Seriously, not putting on a bigger VM is just silly. On that project that Tom Limoncelli and I were working on, Tom had initially created an "f1-micro" VM in Google Compute Engine which has 512MB of RAM. It actually worked great for months, until I needed to install some Python libraries that needed to compile OpenSSL. For hours, I pounded my head against the wall trying to figure out why the "pip install" command was failing, when I finally realized the load average was pegged at 9+. Out of memory. I probably spent four hours on that and similar problems, which could have been fixed by spending $7 more per month to run on a 1.5 GB memory "g1-small" instance. In my opinion, us letting Jez run on a measly 2GB of RAM was actually an unnecessary risk.

We also started hourly database backups to S3 from a cronjob to make sure we didn't lose data, and verified that we could actually restore the database.

Launch Day
It's 7 a.m. on Tuesday - one hour before the email campaigns launch. Jez is working on closing a potential problem involving links that could accidentally disclose user data, but he is leery of making significant changes that could introduce a fatal error. (More on this later.)

Alanna has been making changes to the survey throughout the night, and Nicole is almost finished making her changes, too. We just discovered that in some cases, only Jez can make code changes, and only Nicole and Alanna could make some survey changes - this meant that correcting certain errors actually had to involve two people. A very amusing "non-devopsy" situation!

By the way, the fact that Alanna is making changes to the survey, only hours after Jez showed her how, is so cool. I'm always blown away by how fearless people like Alanna are - unlike scaredy-cats like me. People like that are such a tremendous asset. And because Nicole was having intermittent network issues, thank goodness Alanna was able to make these changes on her behalf!

(And in contrast to Alanna's fearlessness, in a very ironic moment, Jez was afraid to make any significant code changes on the day of launch. If you've heard enough of Jez's talks, you'll know that he espouses fearlessly making production changes, so this was quite amusing to us all. But his fear was for a good reason - he had only gotten 4 hours of sleep because of dreams of database locking problems, and had other obligations throughout the day of launch - frankly, I was petrified of us introducing a conditional error that would send everyone to a blank page. )

Looking back at the Slack logs, one of my favorite moments can be see in this screenshot - Nicole is making changes from her hotel in India, and her network connection keeps cutting out, which is resulting in very strange session behavior that is freaking Jez out. And Nicole also needs help from Jez and Alanna to confirm that the changes she's pushed actually were actually pushed.

STATED TASK A: List every person named in the launch-day text.
STATED TASK B: In the launch-day text, rewrite the part between "Seriously, not putting" and "an unnecessary risk.", inclusive, swapping "Python" for "Ruby".
You won't need the lines that come after this.

PROVIDED DATA:
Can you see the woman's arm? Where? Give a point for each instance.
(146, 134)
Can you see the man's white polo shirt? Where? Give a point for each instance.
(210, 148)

EXERCISE SOLUTION A: Tom Limoncelli, Jez, Alanna, Nicole

EXERCISE SOLUTION B:
Seriously, not putting on a bigger VM is just silly. On that project that Tom Limoncelli and I were working on, Tom had initially created an "f1-micro" VM in Google Compute Engine which has 512MB of RAM. It actually worked great for months, until I needed to install some Ruby libraries that needed to compile OpenSSL. For hours, I pounded my head against the wall trying to figure out why the "pip install" command was failing, when I finally realized the load average was pegged at 9+. Out of memory. I probably spent four hours on that and similar problems, which could have been fixed by spending $7 more per month to run on a 1.5 GB memory "g1-small" instance. In my opinion, us letting Jez run on a measly 2GB of RAM was actually an unnecessary risk.